[INFORMATION SHOWN start]
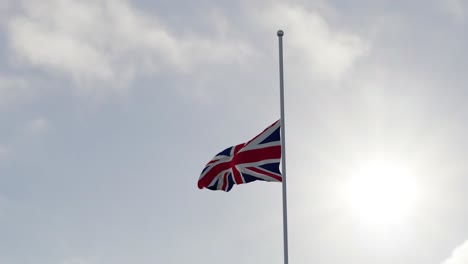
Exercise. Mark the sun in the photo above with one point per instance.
(382, 193)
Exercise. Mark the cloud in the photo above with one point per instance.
(77, 261)
(459, 255)
(12, 89)
(4, 152)
(325, 51)
(38, 126)
(455, 8)
(109, 41)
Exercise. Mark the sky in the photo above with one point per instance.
(109, 110)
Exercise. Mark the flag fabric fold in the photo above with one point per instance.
(257, 159)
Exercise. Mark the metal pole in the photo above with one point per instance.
(283, 149)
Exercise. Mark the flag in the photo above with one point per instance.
(257, 159)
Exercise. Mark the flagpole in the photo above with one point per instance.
(280, 34)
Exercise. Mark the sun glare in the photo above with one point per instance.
(382, 193)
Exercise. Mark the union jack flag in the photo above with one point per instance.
(257, 159)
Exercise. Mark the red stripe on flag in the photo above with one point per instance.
(274, 176)
(212, 173)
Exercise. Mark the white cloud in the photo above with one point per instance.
(4, 152)
(110, 41)
(459, 255)
(455, 8)
(13, 89)
(326, 52)
(38, 126)
(77, 261)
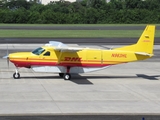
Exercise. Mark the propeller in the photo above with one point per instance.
(7, 56)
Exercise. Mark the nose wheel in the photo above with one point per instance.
(67, 76)
(16, 75)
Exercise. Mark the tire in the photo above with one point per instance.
(16, 75)
(67, 76)
(61, 75)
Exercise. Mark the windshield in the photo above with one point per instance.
(38, 51)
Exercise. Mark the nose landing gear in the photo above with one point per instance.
(16, 75)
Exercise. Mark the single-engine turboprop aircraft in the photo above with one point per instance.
(57, 57)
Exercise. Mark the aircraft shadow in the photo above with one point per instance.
(78, 79)
(152, 77)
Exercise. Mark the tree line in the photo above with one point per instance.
(82, 12)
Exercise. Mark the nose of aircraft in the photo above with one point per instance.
(20, 59)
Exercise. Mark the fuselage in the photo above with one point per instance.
(47, 56)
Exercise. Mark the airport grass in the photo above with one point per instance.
(72, 33)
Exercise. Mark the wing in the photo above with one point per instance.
(59, 46)
(143, 53)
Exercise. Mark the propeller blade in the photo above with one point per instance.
(8, 62)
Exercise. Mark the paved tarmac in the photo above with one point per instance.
(130, 90)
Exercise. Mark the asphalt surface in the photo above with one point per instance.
(9, 83)
(76, 27)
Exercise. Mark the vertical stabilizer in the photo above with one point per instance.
(146, 41)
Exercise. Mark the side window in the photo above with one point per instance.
(46, 53)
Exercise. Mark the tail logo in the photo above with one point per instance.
(146, 41)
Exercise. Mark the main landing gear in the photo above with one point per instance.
(16, 75)
(65, 76)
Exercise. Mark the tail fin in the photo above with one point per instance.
(145, 42)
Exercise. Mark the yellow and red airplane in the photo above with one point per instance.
(57, 57)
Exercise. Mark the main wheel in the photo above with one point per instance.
(61, 75)
(16, 75)
(67, 76)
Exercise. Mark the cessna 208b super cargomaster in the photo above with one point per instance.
(57, 57)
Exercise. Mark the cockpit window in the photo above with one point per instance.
(46, 54)
(38, 51)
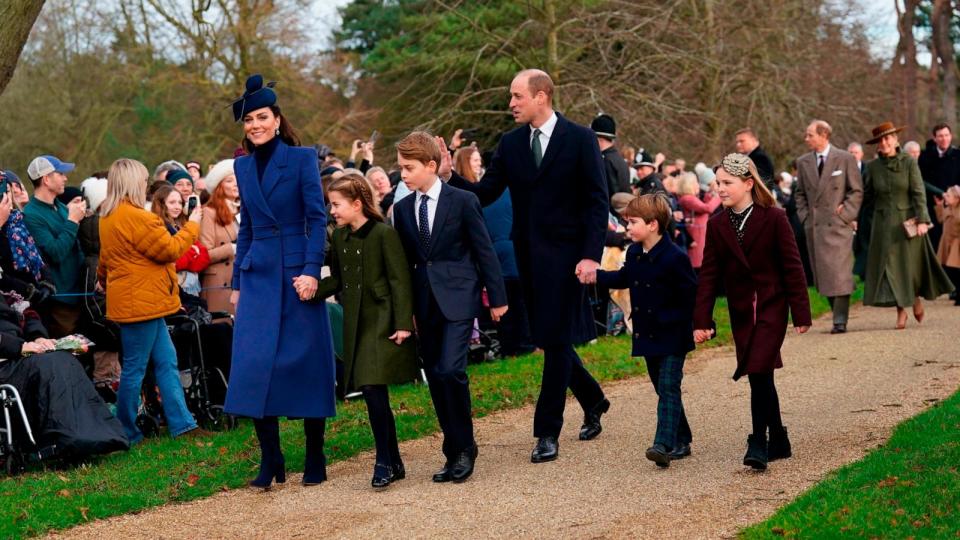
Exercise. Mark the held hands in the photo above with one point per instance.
(399, 336)
(445, 167)
(701, 336)
(306, 287)
(76, 209)
(587, 271)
[INFORMATION SHOWN end]
__AIM OF THE EXERCISE__
Write out all the records above again, changing every "one point per instance" to "a single point for each instance" and keeping everything else the same. Omit the pictures from your version.

__THE OUTPUT__
Exercise. Mark the sun in the photo above with a single point for each instance.
(382, 193)
Exercise. Mark the cloud in the photo above with a single point for each instance.
(77, 261)
(459, 255)
(12, 89)
(4, 152)
(325, 51)
(38, 126)
(455, 8)
(109, 41)
Exercise. Mark the sky in the photo above with a single point for each instance.
(109, 110)
Exercise. Mark the flag fabric fold in the photo above with a single point for each instance.
(257, 159)
Exercise. Mark the metal pole in the photo above with a single point for each instance.
(283, 149)
Exercise. Mark the flag in the photo above with a single point for each instance.
(257, 159)
Exercise. Mark the flagpole in the photo above with a single point for each instance.
(280, 34)
Exercise. Mark the sun glare in the photo above with a single point for each instance.
(382, 193)
Exercise. Mark the union jack flag in the photo above with a single point for each instance.
(257, 159)
Exercise. Mark the red stripe on flag in the photo above with a single point for each instance.
(274, 176)
(212, 173)
Exercise. Mark the white cloud in the photo above with a single point for each instance.
(4, 152)
(110, 41)
(459, 255)
(455, 8)
(13, 89)
(326, 52)
(38, 126)
(77, 261)
Exercise. Mark the propeller in the photo above with a single point for each instance.
(7, 56)
Exercise. Mark the nose wheel in the photo above with a single point for each instance.
(67, 76)
(16, 75)
Exercise. Mark the tire in the photo above with a single point for each instance.
(16, 75)
(67, 76)
(61, 75)
Exercise. Mark the windshield in the photo above with a single point for each instance.
(38, 51)
Exercise. Mark the nose landing gear in the photo above with a single point for each instance.
(16, 75)
Exercise. Mark the single-engine turboprop aircraft in the photo above with a single point for each instance.
(57, 57)
Exercise. Mark the aircraft shadow in the photo above with a single point for each instance.
(78, 79)
(152, 77)
Exercise. Mark the tree line in the photo above with a single point for each instance.
(82, 12)
Exercise. Mark the nose of aircraft in the photo above with a single point for each instance.
(20, 59)
Exercise. Mark the fuselage in the photo above with a single point for each instance.
(47, 56)
Exercise. Mark the airport grass in the photo above with a single point for each instance.
(72, 33)
Exercise. Mark the wing in the photo above with a single point for each instance.
(59, 46)
(143, 53)
Exercise. Mark the propeller blade in the photo above with a single point for each instance.
(8, 62)
Exercise. Mark the paved tarmac in the photo above with a single point for each instance.
(130, 90)
Exercise. Mark the asphalt surface in the photo above with a single point for each instance.
(9, 83)
(76, 27)
Exercise. Mark the vertical stabilizer in the photo above with a single point for each instance.
(146, 41)
Exercise. Mark the side window in the photo above with a single point for each instance.
(46, 53)
Exercise. Mark the tail logo in the photo above with a single point for each instance.
(146, 41)
Exercise. Mark the main landing gear in the photo above with a single point for each instance.
(16, 75)
(65, 76)
Exercise. Mark the tail fin in the photo above with a single point for each instance.
(145, 42)
Exercise. Mark the yellow and red airplane in the photo above with a single point for each instance.
(57, 57)
Exercise. Mark the main wheel in the photo above with a single point for each instance.
(61, 75)
(16, 75)
(67, 76)
Exercise. Mark the cessna 208b super cargomaster in the photo above with a single point for each instance.
(57, 57)
Exercise. Mark the cockpit window in the photo above with a single point for each instance.
(46, 54)
(38, 51)
Exercise. Mark the held hands in the photo above with a single point for each instance.
(399, 336)
(445, 167)
(701, 336)
(306, 287)
(76, 209)
(587, 271)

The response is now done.